• [Text excerpt]:
When we were adding multiple active device support to NetworkManager 0.7, Bryan Clark and Mike Langlie redesigned much of the applet and kicked out some great mock-ups. Turns out GtkMenu doesn’t work well for multiple connections or multiple active devices. While it’s served us well, the applet’s GtkMenu-based code should be sent to the slaughterhouse and rendered down into tasty, tasty animal fat. Even though the new design work was done in January 2008, I only blogged about the mock-ups in June last year because I suck. I’ve had them sitting in my inbox for 18 months, because between getting NM 0.7 out, mobile broadband, and all the rest of the awesomeness that 0.7.1 brought, there hasn’t been any time to sit down and actually do the redesign. But that shouldn’t stop discussions about how excellent nm-applet can become.
In the Operating Room
Ignore the title bar. These are old; we don’t want a title-bar any more. Instead, just a custom widget like the Volume applet. So here you go:
The user has an active wired connection, and an inactive wireless device. Note that only your favorite wifi networks (ie, ones you’ve explicitly connected to before) appear in the list. People often see 10 or 20 wifi networks, and list all those in the menu is mostly useless. There’s a tradeoff between the easy first-time wifi network discovery, which would now take one more click (of “Show”), but only listing the networks you actually use makes the UI a lot cleaner. And nicer for netbooks. The new design also shows more relevant detail, like security settings, in plain language.
Here the user has connected to a favorite network, and the wired interface is now inactive. Grouping the security information, the SSID, and the actions the user can perform gives a certain focus the old applet could not. Irrelevant information simply doesn’t show up.
If you’ve used a VPN with this network before (or tied it to the wifi network) it should probably show up too. This part needs more thought, because VPNs are really independent of the underlying network connection, but often should be “tied” them to a specific connection or two. But what it gets right is to group the things you probably want to do near each other.
So what if you do want to see everything? Well, hit the “Show” button and you get the list of course. We can probably do better than a scrollbar here, but whatever; they’re mockups. Maybe we can be more intelligent about scanning too.
An Updated Face for 2009
2008 is not 2009. And that’s why Jon McCann and I sat down a few weeks ago and worked through things people care about now. Hot off the whiteboard after a trip through the Gimp:
Immediately you’ll notice the strong resemblance Bryan and Mike’s work from over a year ago. To their credit, Jon and I think the same core concepts still hold. We took a look at how mobile broadband would fit in. We split out the icons to show each device type individually, though this needs more thought too, since you don’t care that much what your wifi signal strength is when you’re on 3G. But you do care how good your 3G is when it’s not connected, since you want to know whether you can even hop onto 3G or not in the first place. Thoughts? Comments? Flames?

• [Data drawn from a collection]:
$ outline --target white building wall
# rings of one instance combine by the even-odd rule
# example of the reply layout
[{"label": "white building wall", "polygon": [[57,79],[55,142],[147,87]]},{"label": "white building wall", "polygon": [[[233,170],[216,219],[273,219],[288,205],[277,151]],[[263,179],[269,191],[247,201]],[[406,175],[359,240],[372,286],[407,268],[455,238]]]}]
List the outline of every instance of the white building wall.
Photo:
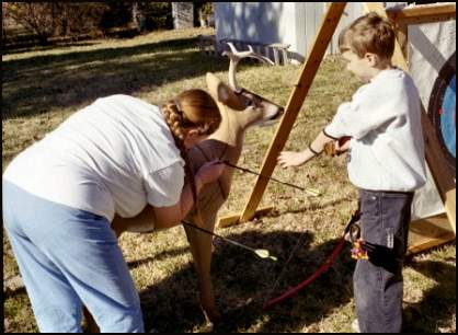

• [Aim of the task]:
Quote the part of the nm-applet redesign post that runs between "So what if you" and "about scanning too.", inclusive.

• [Exercise output]:
So what if you do want to see everything? Well, hit the “Show” button and you get the list of course. We can probably do better than a scrollbar here, but whatever; they’re mockups. Maybe we can be more intelligent about scanning too.